** Extract to read **
━━━━━━━━━━━━━━━━━━━━

I had already called my kids telling them that I was on my way and they were expecting me home by lunch time. I tired to get lift from some passing vehicle but in vain. After a long wait I saw a truck coming. I wanted to reach my kids at any cost but my husband was reluctant to send me by the truck. At last I won the argument and got into the truck.

I was travelling in a truck after more than a decade. I could not help remembering those truck and bus rides of the bygone days of the 90s when I used to travel to the school with friends.

I have come a long way from those bumpy truck and bus rides to the present day. Of late I hardly remember when I travelled last on a bus. But it is a good experience to take a ride on truck and to recollect those good old days….....

November 13, 2009

My little angles

For the past nine months, I have been engaged with a group of children aged from five to nine. They all come from various socio-economic background and culture. But they have many things in common, their zest to learn, their innocence, their laughter and so on.

━━━━━━━━━━━━━━━━━━━━

** Aim of the exercise **
Continue the blog text about the truck ride and the group of children, picking up after its last sentence.

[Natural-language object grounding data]
━━━━━━━━━━━━━━━━━━━━

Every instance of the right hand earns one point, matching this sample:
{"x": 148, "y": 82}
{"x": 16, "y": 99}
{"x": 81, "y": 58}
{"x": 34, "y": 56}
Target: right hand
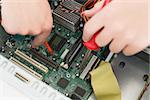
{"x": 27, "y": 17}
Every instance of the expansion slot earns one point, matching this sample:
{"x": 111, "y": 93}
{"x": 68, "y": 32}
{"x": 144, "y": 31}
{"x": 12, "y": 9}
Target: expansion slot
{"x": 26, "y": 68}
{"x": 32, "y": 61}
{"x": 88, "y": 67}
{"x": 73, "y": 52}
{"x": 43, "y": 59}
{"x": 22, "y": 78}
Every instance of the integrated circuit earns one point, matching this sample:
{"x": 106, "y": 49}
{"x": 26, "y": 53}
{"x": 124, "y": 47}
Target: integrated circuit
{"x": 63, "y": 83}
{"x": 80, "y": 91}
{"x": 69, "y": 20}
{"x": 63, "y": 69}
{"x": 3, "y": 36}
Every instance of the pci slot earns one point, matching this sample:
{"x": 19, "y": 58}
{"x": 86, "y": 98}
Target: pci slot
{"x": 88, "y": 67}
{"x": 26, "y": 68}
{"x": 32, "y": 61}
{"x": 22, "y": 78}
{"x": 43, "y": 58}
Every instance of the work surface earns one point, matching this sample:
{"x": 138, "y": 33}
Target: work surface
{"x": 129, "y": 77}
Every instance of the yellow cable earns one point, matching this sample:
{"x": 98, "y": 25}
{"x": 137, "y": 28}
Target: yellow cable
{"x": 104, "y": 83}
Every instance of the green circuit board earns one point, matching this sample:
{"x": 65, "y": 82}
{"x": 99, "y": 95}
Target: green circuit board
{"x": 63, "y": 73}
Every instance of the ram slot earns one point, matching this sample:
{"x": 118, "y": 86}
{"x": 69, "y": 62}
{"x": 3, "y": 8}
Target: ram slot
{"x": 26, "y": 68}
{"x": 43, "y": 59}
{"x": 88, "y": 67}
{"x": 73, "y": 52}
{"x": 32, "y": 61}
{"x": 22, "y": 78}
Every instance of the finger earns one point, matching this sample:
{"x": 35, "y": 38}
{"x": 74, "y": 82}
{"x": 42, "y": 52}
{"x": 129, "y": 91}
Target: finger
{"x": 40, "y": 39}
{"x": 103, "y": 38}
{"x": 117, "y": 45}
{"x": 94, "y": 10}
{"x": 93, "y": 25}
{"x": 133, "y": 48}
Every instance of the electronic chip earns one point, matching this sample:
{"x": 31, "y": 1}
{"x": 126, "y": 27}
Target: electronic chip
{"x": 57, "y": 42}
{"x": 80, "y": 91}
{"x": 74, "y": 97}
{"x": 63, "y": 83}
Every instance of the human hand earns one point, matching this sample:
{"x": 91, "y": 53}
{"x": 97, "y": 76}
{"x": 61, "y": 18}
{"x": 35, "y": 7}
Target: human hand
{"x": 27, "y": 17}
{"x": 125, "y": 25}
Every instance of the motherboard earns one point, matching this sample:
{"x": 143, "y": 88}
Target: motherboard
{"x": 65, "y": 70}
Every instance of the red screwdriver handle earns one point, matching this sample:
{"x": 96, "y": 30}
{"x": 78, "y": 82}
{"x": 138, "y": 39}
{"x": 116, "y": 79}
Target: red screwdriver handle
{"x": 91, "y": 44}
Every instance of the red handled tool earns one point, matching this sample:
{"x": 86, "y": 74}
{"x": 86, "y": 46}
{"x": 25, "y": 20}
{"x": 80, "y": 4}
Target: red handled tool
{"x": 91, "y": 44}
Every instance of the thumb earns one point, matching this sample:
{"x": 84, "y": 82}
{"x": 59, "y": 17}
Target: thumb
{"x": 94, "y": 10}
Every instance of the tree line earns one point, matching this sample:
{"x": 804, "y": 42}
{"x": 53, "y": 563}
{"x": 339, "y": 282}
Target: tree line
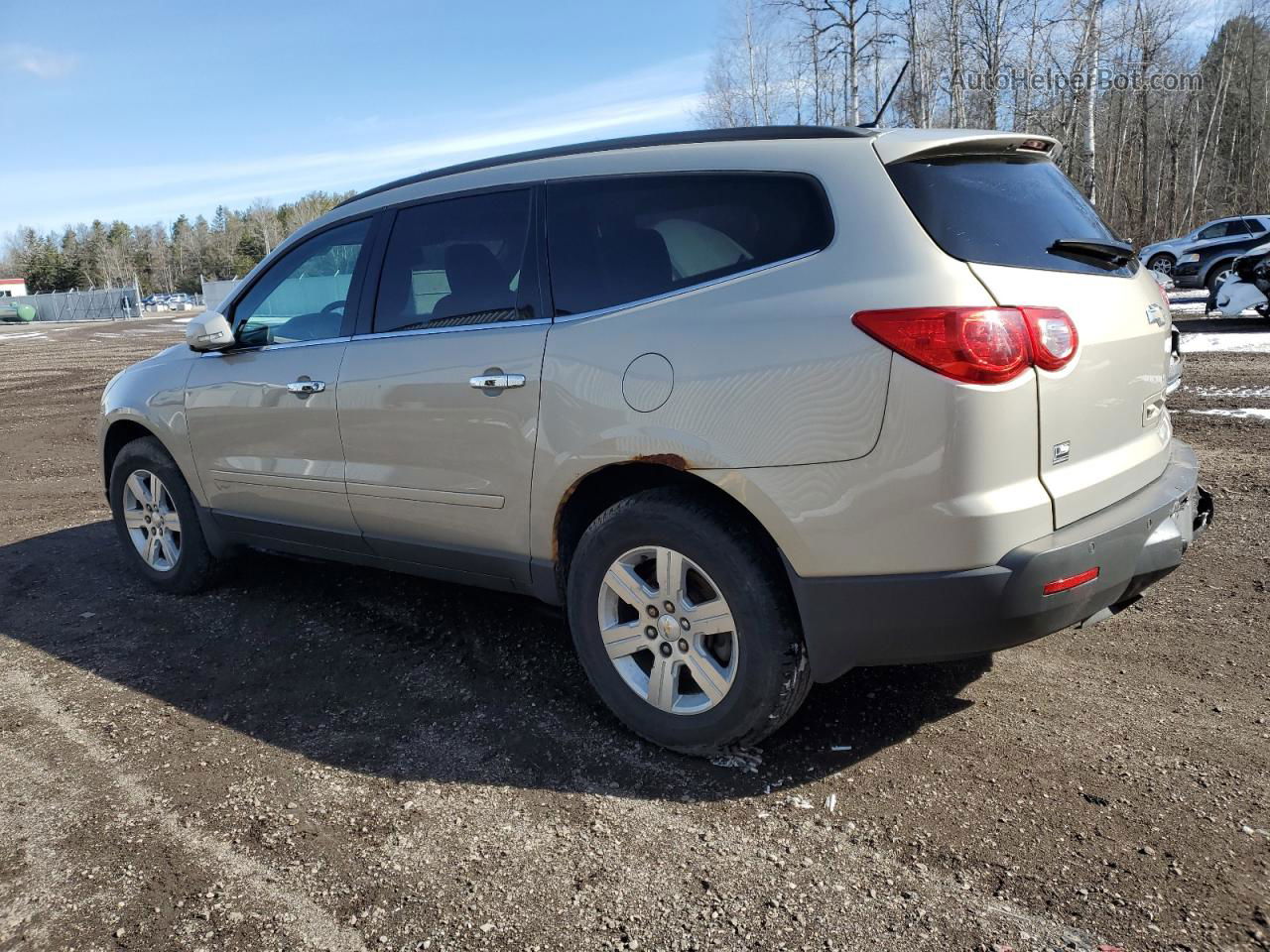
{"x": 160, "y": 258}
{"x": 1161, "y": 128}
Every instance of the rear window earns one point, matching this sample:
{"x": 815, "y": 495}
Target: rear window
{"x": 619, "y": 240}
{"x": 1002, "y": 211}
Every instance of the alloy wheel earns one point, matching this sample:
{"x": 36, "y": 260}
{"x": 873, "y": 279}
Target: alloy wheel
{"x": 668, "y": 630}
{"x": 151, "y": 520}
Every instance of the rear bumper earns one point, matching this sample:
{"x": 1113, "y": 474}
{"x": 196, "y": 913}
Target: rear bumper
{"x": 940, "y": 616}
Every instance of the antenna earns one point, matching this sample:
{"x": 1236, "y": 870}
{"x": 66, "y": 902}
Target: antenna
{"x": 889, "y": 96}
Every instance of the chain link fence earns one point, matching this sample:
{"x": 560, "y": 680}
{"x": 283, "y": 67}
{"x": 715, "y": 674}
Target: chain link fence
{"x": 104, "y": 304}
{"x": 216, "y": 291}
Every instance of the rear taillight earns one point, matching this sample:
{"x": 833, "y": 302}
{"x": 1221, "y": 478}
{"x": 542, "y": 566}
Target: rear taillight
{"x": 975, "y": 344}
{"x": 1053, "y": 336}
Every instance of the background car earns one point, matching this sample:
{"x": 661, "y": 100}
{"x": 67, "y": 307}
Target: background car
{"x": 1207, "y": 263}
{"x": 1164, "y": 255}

━━━━━━━━━━━━━━━━━━━━

** Answer for the task **
The moment I enter the class, they all start with their complaints, “Teacher……….. took my pencil” “Teacher…………… didn’t do his homework”.The list is never ending. But every day I look forward to being with them.

Seeing them makes me forget my headache, stress and worries.Their innocent face and smile brightens up my day.

Now that the year is drawing to an end, I am really going to miss them all.

November 7, 2009

Referee

David Frost in Independent(9/16/89) said that “Having one child makes you a parent; having two you are a referee.” But I have three at hand. My days are always occupied being a mediator for my kids. Right from the morning till I get into bed.

My son is mild tempered and does not make much fuss about anything and my daughter takes charge of me whenever I am busy. But I have a 5 year old nephew with me who constantly need my attention. I have to keep an eye on him or else he would end up tearing the books, littering around and doing what not.


He has to do everything my son does. If I ask him what he wants while we were in the shop, we would say, “Ata puskin………….”  This imitation sometimes irritates my son very much these days. looking at them makes me wonder how my parents bore all of us (we are eight children), our tantrums and all.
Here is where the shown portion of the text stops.